● **Fragmento proporcionado**:
=-=-=-=-=

Atracados al muelle de Ribera del puerto de Santa Cruz de Tenerife.
Son poco más de las seis de la tarde cuando iniciamos la maniobra de salida hacia el puerto de Las Palmas a fin de completar nuestro cargamento de fruta con destino al de Bilbao. En el puente, capitán y alumno, esto es, don Felipe y yo. Salimos sin práctico.
Una vez largado todo a popa y sin más cabos a proa que el largo de fuera y el spring, ordena el capitán hacer firme éste y comenzar a virar aquél. Una defensa de mano arriada desde el castillo y colocada con precisión entre el branque y el cantil permite el apoyo del acero sobre el hormigón. Poco a poco y con la inestimable ayuda de un algo más que bonancible viento de tierra se va consiguiendo el efecto deseado de abrir la popa del muelle. Algún minuto más tarde, y sin necesidad de dar avante sobre el spring, continúa la maniobra…
(Consignar que, dado que el atraque se efectúa habitualmente en este puerto babor al muelle y a la altura de los mismos bolardos, suele fondearse el ancla de estribor para facilitar la maniobra de salida. En esta ocasión no ha podido hacerse así al presentarse un problema puntual en el molinete cuando iba a apearse el ancla).
– ¡Proa, larga todo! – dirigiéndose por radio el capitán al primer oficial.
– ¡Timón quince grados a babor! ¡Atrás media! – ordenándome a mí.
– ¡Largo todo a proa! ¡Timón quince grados a babor! ¡Atrás media! – repetimos uno y otro.
Tras unos segundos de desconfiada espera, cuando se solicita de la máquina su puesta en marcha y ante la incertidumbre de si se producirá cualquier fallo suele vivirse esta situación, arranca aquella iniciando el barco su esperado desplazamiento. Lentamente vamos separándonos del muelle al que estábamos atracados para ir aproximándonos al centro de la dársena.
– ¡Para la máquina! ¡Timón a la vía! – me ordena don Felipe.
– ¡Para la máquina! ¡Timón a la vía! – mi rápida contestación.
Hemos hecho tantas veces ésta y otras maniobras similares que conozco las órdenes que están por venir hasta el punto de comenzar a ejecutarlas instantes antes de que se transmitan. En cuanto el barco –pienso– haya caído cincuenta metros más a popa por efecto de la inercia y nos encontremos, aproximadamente, a unos cien del muelle Sur, me pedirá todo estribor y avante media…
– ¡Todo estribor! ¡Avante media!

=-=-=-=-=

● **Información proporcionada**:
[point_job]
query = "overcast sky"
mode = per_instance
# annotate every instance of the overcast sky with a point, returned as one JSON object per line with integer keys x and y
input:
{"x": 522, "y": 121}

=-=-=-=-=

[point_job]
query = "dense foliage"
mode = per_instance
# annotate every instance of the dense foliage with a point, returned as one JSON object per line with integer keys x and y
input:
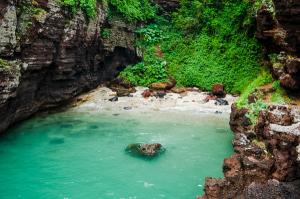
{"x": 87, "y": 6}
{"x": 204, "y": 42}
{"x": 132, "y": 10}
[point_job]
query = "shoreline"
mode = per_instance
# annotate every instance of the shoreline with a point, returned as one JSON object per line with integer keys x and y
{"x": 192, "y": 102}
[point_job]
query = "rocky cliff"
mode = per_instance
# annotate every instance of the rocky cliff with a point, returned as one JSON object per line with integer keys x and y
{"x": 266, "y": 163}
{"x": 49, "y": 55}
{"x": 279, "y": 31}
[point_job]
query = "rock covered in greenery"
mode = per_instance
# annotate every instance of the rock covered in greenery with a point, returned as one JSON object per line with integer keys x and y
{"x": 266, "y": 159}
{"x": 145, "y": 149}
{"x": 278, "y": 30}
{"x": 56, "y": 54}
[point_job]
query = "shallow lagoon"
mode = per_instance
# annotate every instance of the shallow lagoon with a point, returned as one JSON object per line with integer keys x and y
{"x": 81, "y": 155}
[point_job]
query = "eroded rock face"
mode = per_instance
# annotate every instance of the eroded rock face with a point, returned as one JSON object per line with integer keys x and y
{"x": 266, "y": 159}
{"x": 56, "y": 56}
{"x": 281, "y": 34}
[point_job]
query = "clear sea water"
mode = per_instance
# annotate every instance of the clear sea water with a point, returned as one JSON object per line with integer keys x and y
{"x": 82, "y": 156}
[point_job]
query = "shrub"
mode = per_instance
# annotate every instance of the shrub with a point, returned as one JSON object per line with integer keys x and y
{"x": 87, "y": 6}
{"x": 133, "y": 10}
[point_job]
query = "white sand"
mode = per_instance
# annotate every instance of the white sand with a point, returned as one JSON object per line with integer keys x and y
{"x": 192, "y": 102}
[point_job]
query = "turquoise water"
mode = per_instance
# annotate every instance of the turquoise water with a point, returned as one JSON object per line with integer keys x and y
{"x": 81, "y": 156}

=-=-=-=-=

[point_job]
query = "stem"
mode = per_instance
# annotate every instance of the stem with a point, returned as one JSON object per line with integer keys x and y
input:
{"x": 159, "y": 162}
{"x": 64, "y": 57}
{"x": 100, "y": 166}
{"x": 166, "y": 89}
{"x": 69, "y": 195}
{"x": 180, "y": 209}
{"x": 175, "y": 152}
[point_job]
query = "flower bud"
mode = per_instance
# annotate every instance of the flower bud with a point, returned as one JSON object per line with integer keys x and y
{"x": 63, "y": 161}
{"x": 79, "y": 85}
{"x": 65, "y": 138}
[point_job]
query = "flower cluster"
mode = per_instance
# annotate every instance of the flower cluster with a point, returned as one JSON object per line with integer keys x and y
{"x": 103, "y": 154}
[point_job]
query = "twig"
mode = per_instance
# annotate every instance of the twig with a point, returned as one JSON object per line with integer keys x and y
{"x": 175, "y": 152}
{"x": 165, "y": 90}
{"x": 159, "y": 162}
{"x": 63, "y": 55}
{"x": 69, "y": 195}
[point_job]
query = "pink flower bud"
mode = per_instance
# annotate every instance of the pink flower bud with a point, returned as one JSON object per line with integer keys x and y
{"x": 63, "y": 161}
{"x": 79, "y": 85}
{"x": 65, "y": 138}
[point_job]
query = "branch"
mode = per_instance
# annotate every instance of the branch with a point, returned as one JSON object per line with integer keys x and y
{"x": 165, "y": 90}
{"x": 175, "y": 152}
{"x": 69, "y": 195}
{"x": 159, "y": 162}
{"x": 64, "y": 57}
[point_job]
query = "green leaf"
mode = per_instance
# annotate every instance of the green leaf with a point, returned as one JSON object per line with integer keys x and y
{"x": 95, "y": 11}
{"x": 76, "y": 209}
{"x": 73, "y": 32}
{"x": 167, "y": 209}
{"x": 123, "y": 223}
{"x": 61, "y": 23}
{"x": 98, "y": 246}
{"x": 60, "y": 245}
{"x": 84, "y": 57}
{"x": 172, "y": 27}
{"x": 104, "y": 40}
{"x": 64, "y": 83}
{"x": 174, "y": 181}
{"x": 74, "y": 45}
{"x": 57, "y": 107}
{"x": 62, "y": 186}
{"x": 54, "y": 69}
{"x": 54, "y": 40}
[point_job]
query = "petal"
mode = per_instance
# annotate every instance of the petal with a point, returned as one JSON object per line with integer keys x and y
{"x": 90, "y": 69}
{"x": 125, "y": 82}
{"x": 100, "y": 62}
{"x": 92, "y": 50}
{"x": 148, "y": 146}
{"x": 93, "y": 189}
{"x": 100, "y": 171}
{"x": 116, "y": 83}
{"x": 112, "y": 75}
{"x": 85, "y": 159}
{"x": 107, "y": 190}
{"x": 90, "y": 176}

=-=-=-=-=

● **Objetivo 1**: Di si cada una de estas afirmaciones concuerda con el relato de la salida del puerto de Santa Cruz de Tenerife, contestando sí o no y citando literalmente las palabras del relato que lo deciden. (a) El barco sale del puerto con práctico. (b) El cargamento de fruta tiene como destino Bilbao. (c) En esta ocasión se fondeó el ancla de estribor antes de la salida.
● **Objetivo 2**: Según el relato de la maniobra en el puerto de Santa Cruz de Tenerife, ¿a qué hora aproximada empieza la salida hacia Las Palmas?
● **Objetivo 3**: Prosigue el relato de la salida del puerto de Santa Cruz de Tenerife a partir de su última orden.
Las filas son un material independiente del fragmento.

● **Respuesta 1**:
(a) No: «Salimos sin práctico.»
(b) Sí: «a fin de completar nuestro cargamento de fruta con destino al de Bilbao».
(c) No: «En esta ocasión no ha podido hacerse así al presentarse un problema puntual en el molinete cuando iba a apearse el ancla».

● **Respuesta 2**: Poco más de las seis de la tarde.

● **Respuesta 3**:
– ¡Todo estribor! ¡Avante media! – contesto de inmediato cuando llevo ya algunas vueltas dadas a la rueda dirigiéndome rápidamente a continuación al telégrafo para colocar éste en la posición solicitada.
Transcurridos unos segundos de recelosa demora arranca la máquina con una falsa explosión parándose de inmediato.
– ¡Repite avante media! – ordena don Felipe desde el alerón pasados unos instantes.
– ¡Avante media! – contesto al tiempo de hacer correr el telégrafo hasta situarlo en la posición ordenada.
Nuevo intento de arranque y nueva parada de la máquina tras otro dubitativo petardeo.
Desde la puerta del alerón de babor, el más próximo al telégrafo, contemplo junto al capitán cómo por efecto de la arrancada tomada por el buque hacia atrás nos vamos aproximando al muelle Sur.
– ¡Avante toda! – grita el capitán segundos después.
– ¡Avante toda! – respondo yo sin hacerlo la máquina.
– ¡Fondo estribor hasta el tres! – ordena don Felipe por la radio dirigiéndose al primer oficial.
– ¡Fondo estribor hasta el tres! – escucho al primero contestar desde proa.
Cae el ancla, apeada de antemano, arrastrando unos metros de cadena hasta tocar aquella fondo. A partir de aquí y como consecuencia del desplazamiento del buque hacia popa van filándose por sí solos tramos de docenas de eslabones. Tres toques de campana, de mano del contramaestre, nos indican que el grillete número tres está en el molinete haciéndose firme la cadena a continuación y entretanto el buque prosigue con su lenta, pero inexorable, caída atrás.
– ¡Avante toda! ¡Fondo babor! – nos ordena el capitán a mí y a la proa.
– ¡Avante toda! ¡Fondo babor! – nuestra inmediata respuesta.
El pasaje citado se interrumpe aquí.